提示テキスト:
---

アティカスは親としても見習いたい部分をいくつも持っています。
まず子供に話す時は、子供を抱き上げるか自分がしゃがむか一緒に腰掛けるかして、必ず目線を合わせる。いつでもです。
立ったまま子供を見下ろしてぞんざいに話しかけるなんてことありません。
そして町の人達にするように、自分の子供に対しても常に公平。
悪いことは悪い、良いことは良いと毅然とした態度を崩さず、自分自身も子供達の模範であろうとする努力は怠らない。
こんな親でありたいわ。
アティカスが請け負った黒人青年トムの裁判
ある晩アティカスの元を判事が訊ねてきます。
白人女性への強姦容疑で捕まった黒人青年トム(ブロック・ピーターズ)の弁護を頼みたいとのこと。
さすがに少しだけ躊躇するものの、請け負うことにしたアティカス。
差別の強い小さな町でアティカスが黒人の弁護を請け負ったことは町中に知れ渡り、アティカスはもちろんジェムとスカウトまで心無い中傷を浴びせられることになります。
一番悪いのはコイツ
法廷で明らかになる驚愕の事実。
レイプされたと主張する貧乏農家の娘メイエラ・バイオレット・ユーウェル(コリン・ウィルコックス)は、毎日家の前を通る黒人のトムに、家族の留守に家に入って棚の上の箱を取って欲しいとお願いしたところ、いきなり押し倒され暴行されたと供述しています。
そして娘の悲鳴を聞いた父親のボブ・ユーウェル(ジェームズ・アンダーソン)が駆け付けると、ボコボコに殴られ犯された娘の無惨な姿があったと。
しかしメイエラはボコボコに殴られていたにも関わらず病院へも行っておらず、物的証拠はひとつもない。裁判は「被害者」と「加害者」と「被害者の父」とボブの通報で駆け付けた保安官の証言のみで行われます。
そんなアホな裁判あるか。
よくよく考えるとホントに怖いことですよ。

---

作業指示:
[1] アティカスについての文章によると、黒人青年トムはどのような容疑で捕まったか。
[2] アティカスについての文章の末尾に続く部分を書き足してください。

保存データ:

---

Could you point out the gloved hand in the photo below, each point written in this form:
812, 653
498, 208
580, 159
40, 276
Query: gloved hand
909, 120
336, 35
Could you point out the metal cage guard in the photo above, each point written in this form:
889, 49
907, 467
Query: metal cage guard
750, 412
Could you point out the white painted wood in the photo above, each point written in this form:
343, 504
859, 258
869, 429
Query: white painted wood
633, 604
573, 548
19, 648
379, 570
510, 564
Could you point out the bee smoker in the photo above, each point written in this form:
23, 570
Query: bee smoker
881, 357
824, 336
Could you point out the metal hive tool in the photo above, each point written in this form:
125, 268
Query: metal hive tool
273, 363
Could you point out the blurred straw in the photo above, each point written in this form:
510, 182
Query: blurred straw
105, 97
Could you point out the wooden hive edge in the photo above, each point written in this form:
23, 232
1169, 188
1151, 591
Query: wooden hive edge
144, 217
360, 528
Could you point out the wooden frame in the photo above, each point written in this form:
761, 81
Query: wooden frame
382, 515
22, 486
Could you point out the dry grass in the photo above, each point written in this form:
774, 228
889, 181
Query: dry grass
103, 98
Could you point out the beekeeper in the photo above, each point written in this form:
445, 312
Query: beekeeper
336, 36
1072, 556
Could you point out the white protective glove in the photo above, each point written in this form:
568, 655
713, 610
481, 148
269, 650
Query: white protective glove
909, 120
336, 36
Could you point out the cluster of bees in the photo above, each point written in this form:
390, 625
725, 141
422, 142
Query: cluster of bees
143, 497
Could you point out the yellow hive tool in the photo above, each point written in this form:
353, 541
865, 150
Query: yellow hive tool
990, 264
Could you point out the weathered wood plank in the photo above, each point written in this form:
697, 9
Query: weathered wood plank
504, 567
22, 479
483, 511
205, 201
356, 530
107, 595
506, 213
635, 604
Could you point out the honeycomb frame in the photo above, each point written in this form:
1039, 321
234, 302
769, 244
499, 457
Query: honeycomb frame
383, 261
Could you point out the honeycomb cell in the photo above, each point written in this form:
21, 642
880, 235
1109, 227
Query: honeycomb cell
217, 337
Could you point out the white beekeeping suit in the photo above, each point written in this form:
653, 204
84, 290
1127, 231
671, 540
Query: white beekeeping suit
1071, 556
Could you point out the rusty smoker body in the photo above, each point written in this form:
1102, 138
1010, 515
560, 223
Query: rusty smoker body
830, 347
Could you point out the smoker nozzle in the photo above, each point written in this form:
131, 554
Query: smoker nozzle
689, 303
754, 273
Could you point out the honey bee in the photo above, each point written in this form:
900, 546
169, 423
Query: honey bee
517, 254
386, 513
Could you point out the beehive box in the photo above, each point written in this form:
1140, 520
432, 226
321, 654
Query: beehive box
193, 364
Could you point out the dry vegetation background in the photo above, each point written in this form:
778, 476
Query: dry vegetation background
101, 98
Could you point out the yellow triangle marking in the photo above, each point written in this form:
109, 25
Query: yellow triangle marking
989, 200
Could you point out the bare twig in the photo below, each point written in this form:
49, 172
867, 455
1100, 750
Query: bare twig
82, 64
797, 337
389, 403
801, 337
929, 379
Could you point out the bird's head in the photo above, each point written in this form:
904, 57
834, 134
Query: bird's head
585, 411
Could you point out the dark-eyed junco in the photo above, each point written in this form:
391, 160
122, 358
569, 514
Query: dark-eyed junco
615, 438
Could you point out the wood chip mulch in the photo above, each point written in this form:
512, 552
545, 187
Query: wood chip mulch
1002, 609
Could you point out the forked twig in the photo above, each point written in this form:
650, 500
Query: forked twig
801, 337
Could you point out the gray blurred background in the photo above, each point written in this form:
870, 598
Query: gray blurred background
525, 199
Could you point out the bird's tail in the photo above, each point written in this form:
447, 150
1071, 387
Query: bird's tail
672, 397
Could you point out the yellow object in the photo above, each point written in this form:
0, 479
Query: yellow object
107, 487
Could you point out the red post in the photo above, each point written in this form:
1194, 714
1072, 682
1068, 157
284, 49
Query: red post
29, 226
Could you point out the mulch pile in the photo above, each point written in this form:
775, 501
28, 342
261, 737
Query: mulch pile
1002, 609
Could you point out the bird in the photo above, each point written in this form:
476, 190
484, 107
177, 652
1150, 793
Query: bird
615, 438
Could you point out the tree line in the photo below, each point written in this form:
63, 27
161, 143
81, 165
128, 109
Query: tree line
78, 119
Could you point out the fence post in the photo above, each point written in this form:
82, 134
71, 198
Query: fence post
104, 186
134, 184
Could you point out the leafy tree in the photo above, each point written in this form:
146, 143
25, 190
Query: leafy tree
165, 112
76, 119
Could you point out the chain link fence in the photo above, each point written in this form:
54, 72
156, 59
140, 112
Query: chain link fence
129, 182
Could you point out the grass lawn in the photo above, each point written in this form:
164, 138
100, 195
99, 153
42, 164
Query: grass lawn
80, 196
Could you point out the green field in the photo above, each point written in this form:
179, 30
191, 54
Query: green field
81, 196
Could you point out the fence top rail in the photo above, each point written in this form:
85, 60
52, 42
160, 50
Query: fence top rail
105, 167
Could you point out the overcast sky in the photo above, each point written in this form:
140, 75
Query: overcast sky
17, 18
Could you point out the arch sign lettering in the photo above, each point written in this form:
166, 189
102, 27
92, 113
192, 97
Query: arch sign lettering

---

解答:
[1] 白人女性への強姦容疑です。

[2]
犯人とされるトムが無実を訴えるのは当然として、仮にトムが本当にメイエラをレイプして嘘の証言をしていたとしても、物的証拠のない裁判なんてとても文明社会の所業とは思えない。
娘を言いくるめて虚偽の証言をしたイカれたおっさんボブには神の鉄槌が振り落とされますが、結局一番下等で悪らつなのは平然と被害者面して座ってるメイエラ。
そしてメイエラの嘘は明らかなのに追求しようともしない白人陪審員たち。
さらに黒人は(無条件にでも)裁かれて当たり前とする人種差別が蔓延した社会。
法廷で(少なくとも)無実の(可能性がある)人間を安易に有罪としてしまうことに対する疑問を訴えかけるアティカスを完全スルーして全員一致でトムを有罪にしてしまう白人陪審員に絶望…。
ジェムやスカウトのような純真無垢な次の世代にまで差別を根付かせないことが救いようのない世界を救う第一歩なのかも知れません。
映画【アラバマ物語】の感想一言
実話みたいな雰囲気漂う映画ですけど、フィクションです。
残念ながらアティカス・フィンチは実在の人物ではありません。
しかし映画の力を信じる私は、世界にはアティカス・フィンチに憧れ彼を目指した公平な弁護士がたくさんいた(いる)と思っています。
最後まで読んでいただきありがとうございます。
そんなあなたが大好きです。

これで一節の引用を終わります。